TASK DIRECTIONS:
Please rewrite the records from the line with "Query: black backpack" up to and including the line with "(1037, 129)", replacing "Observed output" with "Returned points" and leaving everything else unchanged.

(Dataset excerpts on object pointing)
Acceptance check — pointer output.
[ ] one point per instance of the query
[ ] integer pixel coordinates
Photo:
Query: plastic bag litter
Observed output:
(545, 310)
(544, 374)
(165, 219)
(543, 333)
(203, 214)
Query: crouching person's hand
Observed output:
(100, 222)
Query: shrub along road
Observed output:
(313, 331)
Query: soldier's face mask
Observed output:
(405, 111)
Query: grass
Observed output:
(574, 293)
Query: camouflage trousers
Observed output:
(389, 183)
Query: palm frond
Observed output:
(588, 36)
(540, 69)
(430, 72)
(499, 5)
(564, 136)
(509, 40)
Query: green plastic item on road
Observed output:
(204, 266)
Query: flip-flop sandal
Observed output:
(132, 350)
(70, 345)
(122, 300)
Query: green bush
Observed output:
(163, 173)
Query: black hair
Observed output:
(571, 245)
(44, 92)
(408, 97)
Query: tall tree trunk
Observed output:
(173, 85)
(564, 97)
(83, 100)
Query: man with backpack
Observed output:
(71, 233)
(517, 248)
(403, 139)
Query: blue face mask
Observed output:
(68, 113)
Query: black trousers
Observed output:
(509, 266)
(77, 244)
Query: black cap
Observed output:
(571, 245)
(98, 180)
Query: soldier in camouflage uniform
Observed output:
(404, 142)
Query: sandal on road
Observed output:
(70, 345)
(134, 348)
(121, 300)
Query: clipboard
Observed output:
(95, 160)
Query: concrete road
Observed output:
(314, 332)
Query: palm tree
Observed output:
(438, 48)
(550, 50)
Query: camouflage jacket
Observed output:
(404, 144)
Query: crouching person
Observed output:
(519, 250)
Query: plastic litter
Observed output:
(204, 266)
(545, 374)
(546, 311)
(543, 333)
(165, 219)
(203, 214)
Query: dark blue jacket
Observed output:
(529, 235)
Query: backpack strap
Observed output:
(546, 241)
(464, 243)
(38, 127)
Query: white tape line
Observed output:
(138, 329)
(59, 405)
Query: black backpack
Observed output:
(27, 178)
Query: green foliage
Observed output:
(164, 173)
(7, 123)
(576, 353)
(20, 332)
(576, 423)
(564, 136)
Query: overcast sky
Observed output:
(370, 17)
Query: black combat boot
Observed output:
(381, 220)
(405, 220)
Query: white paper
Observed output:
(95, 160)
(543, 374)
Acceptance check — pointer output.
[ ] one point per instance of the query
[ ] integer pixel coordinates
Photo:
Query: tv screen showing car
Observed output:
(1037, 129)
---
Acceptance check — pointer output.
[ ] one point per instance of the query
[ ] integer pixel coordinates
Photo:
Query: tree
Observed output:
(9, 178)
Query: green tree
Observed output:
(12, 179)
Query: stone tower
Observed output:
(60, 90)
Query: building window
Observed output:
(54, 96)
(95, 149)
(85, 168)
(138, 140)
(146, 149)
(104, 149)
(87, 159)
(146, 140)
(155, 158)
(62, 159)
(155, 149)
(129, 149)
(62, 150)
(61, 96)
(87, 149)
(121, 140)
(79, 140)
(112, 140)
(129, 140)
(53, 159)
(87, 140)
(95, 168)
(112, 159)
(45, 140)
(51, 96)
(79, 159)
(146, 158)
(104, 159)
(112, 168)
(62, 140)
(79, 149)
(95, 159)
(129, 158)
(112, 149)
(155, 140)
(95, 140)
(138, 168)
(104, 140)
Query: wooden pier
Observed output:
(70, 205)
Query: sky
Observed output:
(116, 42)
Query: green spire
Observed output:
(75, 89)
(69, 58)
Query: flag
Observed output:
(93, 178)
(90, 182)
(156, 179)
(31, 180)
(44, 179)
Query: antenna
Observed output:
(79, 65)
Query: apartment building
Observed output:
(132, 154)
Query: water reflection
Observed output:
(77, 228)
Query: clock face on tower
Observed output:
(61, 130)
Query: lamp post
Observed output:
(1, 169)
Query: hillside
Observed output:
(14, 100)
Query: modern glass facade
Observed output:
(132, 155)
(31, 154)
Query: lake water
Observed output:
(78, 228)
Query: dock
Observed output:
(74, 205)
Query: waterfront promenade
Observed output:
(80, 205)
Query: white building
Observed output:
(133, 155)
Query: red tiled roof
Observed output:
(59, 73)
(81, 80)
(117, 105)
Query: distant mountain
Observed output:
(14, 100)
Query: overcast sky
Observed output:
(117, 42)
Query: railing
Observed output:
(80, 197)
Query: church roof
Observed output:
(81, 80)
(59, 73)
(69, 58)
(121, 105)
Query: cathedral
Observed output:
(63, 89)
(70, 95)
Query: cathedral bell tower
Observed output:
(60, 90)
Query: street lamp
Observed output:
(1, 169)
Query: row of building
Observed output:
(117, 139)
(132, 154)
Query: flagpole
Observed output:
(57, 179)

FULL SOLUTION:
Query: black backpack
Returned points:
(27, 178)
Query: green foliage
Returned points:
(164, 173)
(7, 123)
(576, 353)
(20, 332)
(576, 423)
(564, 136)
Query: overcast sky
Returned points:
(370, 17)
Query: black combat boot
Returned points:
(381, 220)
(405, 220)
Query: white paper
Returned points:
(95, 160)
(543, 374)
Acceptance check — pointer output.
[ ] one point per instance of the query
[ ] integer pixel coordinates
Photo:
Query: tv screen showing car
Returned points:
(1037, 129)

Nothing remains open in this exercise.